RECORDED INFORMATION.
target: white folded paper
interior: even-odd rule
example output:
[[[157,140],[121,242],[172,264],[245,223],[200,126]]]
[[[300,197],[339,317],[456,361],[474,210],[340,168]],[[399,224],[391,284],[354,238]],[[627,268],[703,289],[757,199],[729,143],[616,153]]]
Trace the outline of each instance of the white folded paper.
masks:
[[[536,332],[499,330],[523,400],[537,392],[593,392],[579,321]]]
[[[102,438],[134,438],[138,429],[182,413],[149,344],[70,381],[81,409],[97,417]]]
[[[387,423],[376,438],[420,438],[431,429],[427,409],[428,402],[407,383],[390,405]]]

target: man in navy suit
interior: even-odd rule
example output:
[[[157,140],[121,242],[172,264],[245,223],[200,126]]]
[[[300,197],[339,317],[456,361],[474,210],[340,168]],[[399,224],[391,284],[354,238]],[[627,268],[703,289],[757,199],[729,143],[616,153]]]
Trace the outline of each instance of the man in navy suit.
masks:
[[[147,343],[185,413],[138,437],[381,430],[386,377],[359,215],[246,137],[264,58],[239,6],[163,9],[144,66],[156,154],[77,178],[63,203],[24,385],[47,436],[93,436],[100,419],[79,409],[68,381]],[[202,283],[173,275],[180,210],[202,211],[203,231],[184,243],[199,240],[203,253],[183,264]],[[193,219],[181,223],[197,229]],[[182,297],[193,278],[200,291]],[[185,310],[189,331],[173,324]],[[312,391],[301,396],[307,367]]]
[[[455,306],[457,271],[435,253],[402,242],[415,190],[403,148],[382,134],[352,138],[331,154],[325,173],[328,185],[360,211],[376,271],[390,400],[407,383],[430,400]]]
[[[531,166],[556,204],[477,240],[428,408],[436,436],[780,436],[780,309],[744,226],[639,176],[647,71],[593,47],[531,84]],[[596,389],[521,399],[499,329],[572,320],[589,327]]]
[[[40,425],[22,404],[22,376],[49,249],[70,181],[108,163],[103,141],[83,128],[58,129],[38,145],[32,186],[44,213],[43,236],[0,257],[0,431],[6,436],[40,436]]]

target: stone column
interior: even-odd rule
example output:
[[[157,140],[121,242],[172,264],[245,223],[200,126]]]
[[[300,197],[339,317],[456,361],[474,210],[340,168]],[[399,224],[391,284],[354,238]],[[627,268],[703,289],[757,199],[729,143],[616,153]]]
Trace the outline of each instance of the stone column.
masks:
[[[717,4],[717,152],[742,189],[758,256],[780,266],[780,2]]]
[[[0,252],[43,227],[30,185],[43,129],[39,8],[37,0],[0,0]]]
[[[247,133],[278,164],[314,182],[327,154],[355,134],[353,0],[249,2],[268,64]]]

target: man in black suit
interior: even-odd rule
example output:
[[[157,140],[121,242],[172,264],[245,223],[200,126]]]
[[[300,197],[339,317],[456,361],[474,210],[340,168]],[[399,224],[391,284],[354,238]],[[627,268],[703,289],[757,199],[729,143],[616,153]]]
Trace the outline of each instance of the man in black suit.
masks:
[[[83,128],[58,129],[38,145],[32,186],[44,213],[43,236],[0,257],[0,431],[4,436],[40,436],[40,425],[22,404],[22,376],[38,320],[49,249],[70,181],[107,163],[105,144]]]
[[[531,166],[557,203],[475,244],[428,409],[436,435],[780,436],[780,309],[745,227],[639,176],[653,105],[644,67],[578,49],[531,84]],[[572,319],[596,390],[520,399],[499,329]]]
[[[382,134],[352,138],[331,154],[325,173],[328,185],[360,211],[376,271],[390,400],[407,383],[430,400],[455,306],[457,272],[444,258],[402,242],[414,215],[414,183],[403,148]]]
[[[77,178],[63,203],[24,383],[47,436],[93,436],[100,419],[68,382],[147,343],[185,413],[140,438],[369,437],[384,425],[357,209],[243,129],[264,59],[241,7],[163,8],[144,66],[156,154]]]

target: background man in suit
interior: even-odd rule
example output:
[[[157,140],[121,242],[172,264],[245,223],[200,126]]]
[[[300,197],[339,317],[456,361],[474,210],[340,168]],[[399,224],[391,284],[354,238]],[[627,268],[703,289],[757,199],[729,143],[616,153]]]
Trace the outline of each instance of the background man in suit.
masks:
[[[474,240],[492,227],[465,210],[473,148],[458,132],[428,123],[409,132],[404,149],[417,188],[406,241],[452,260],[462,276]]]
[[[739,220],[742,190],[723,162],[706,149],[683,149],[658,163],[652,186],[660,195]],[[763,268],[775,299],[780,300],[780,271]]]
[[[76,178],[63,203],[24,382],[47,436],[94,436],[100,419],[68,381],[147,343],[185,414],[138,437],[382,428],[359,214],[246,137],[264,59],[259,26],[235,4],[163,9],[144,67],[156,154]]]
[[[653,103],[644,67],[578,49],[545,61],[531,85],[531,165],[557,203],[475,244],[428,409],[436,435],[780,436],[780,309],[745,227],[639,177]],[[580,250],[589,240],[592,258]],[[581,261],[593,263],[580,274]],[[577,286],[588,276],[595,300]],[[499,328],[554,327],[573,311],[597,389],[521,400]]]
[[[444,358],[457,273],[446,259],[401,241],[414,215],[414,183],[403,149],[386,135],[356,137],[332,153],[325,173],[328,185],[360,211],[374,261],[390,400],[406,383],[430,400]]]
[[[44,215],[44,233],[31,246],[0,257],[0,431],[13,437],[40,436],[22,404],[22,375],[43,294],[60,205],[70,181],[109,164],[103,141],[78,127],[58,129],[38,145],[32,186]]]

TO BE DONE.
The records above should be returned exactly.

REPLY.
target: white folded paper
interior: even-odd rule
example output:
[[[157,140],[121,242],[172,264],[245,223],[200,126]]]
[[[300,197],[339,317],[456,361],[474,210],[340,168]],[[399,224],[391,284],[354,238]],[[627,268],[703,289],[757,199],[729,143],[616,153]]]
Trace the outline of each instance of the white folded paper.
masks:
[[[536,332],[499,330],[523,400],[537,392],[593,392],[579,321]]]
[[[102,438],[134,438],[138,429],[182,413],[149,344],[70,381],[81,409],[97,417]]]
[[[387,423],[376,438],[420,438],[431,429],[427,409],[428,402],[407,383],[390,405]]]

target: man in navy suit
interior: even-odd rule
example output:
[[[157,140],[121,242],[172,264],[245,223],[200,126]]]
[[[300,197],[339,317],[456,361],[474,210],[340,168]],[[399,224],[391,284],[354,238]],[[627,268],[703,289],[757,199],[729,143],[616,153]]]
Trace the outline of each instance of the man in navy suit.
masks:
[[[147,343],[185,413],[138,437],[381,430],[386,377],[359,215],[246,137],[264,58],[239,6],[163,9],[144,66],[156,154],[77,178],[63,203],[24,385],[47,436],[93,436],[100,419],[79,409],[68,381]],[[202,283],[173,275],[180,210],[202,211],[203,231],[184,243],[199,240],[203,253],[183,264]],[[193,219],[181,223],[197,229]],[[182,297],[193,278],[200,291]],[[185,310],[189,331],[173,324]],[[312,391],[301,396],[307,367]]]
[[[455,306],[457,271],[435,253],[402,242],[415,190],[403,148],[382,134],[352,138],[331,154],[325,173],[328,185],[360,211],[376,271],[390,400],[407,383],[430,400]]]
[[[531,166],[556,204],[477,240],[428,408],[436,436],[780,436],[780,309],[744,226],[639,176],[647,71],[593,47],[531,84]],[[596,389],[521,399],[499,329],[572,320],[589,327]]]
[[[40,425],[22,404],[22,376],[49,249],[70,181],[108,163],[103,141],[83,128],[58,129],[38,145],[32,186],[44,213],[43,236],[0,257],[0,431],[6,436],[40,436]]]

target: stone column
interior: even-odd rule
example output:
[[[157,140],[121,242],[172,264],[245,223],[200,126]]]
[[[300,197],[339,317],[456,361],[474,210],[340,168]],[[399,224],[391,284],[354,238]],[[627,268],[703,289],[757,199],[729,143],[616,153]]]
Trace the outline of each instance of the stone column.
masks:
[[[717,4],[717,152],[742,189],[758,256],[780,266],[780,2]]]
[[[0,252],[43,227],[30,185],[43,129],[39,8],[37,0],[0,0]]]
[[[247,133],[278,164],[314,182],[327,154],[355,134],[353,0],[249,2],[268,64]]]

target: man in black suit
interior: even-odd rule
example output:
[[[157,140],[121,242],[172,264],[245,223],[200,126]]]
[[[300,197],[339,317],[456,361],[474,210],[340,168]],[[399,224],[391,284],[354,238]],[[627,268],[703,289],[757,199],[729,143],[616,153]]]
Trace the outline of each instance of the man in black suit.
masks:
[[[83,128],[58,129],[38,145],[32,186],[44,213],[43,236],[0,257],[0,431],[4,436],[40,436],[40,425],[22,404],[22,376],[38,320],[49,249],[70,181],[107,163],[105,144]]]
[[[531,166],[557,203],[475,244],[428,409],[436,435],[780,436],[780,309],[745,227],[639,176],[653,105],[644,67],[578,49],[531,84]],[[572,319],[596,390],[520,399],[499,329]]]
[[[382,134],[352,138],[331,154],[325,173],[328,185],[360,211],[376,271],[390,400],[407,383],[430,400],[455,306],[457,272],[444,258],[402,242],[414,215],[414,183],[403,148]]]
[[[77,178],[63,203],[24,383],[47,436],[93,436],[100,419],[68,382],[147,343],[185,413],[140,438],[369,437],[384,425],[357,209],[243,129],[264,59],[241,7],[163,8],[144,66],[156,154]]]

target: background man in suit
interior: even-odd rule
example output:
[[[157,140],[121,242],[172,264],[245,223],[200,126]]]
[[[300,197],[339,317],[456,361],[474,210],[340,168]],[[399,224],[391,284],[354,238]],[[627,268],[703,289],[757,199],[729,143],[616,153]]]
Trace the outline of each instance of the background man in suit.
masks:
[[[474,240],[492,227],[465,210],[473,148],[458,132],[428,123],[409,132],[404,149],[417,188],[406,241],[452,260],[462,276]]]
[[[739,220],[742,190],[723,162],[706,149],[683,149],[658,163],[652,186],[660,195]],[[763,268],[775,299],[780,300],[780,271]]]
[[[76,178],[63,203],[24,382],[47,436],[94,436],[100,419],[68,381],[147,343],[185,414],[138,437],[382,428],[359,214],[246,137],[264,59],[259,26],[235,4],[163,9],[144,67],[156,154]]]
[[[653,103],[644,67],[578,49],[545,61],[531,85],[531,165],[557,203],[475,244],[428,409],[436,435],[780,436],[780,309],[745,227],[639,177]],[[580,250],[589,240],[592,258]],[[581,261],[593,263],[580,274]],[[577,286],[588,276],[595,300]],[[499,328],[554,327],[573,311],[597,389],[521,400]]]
[[[444,358],[457,273],[446,259],[401,241],[414,215],[414,183],[403,149],[386,135],[356,137],[332,153],[325,173],[328,185],[360,211],[374,261],[390,400],[406,383],[430,400]]]
[[[44,215],[44,233],[31,246],[0,257],[0,431],[13,437],[40,436],[22,404],[22,375],[43,294],[60,205],[70,181],[109,164],[103,141],[78,127],[58,129],[38,145],[32,186]]]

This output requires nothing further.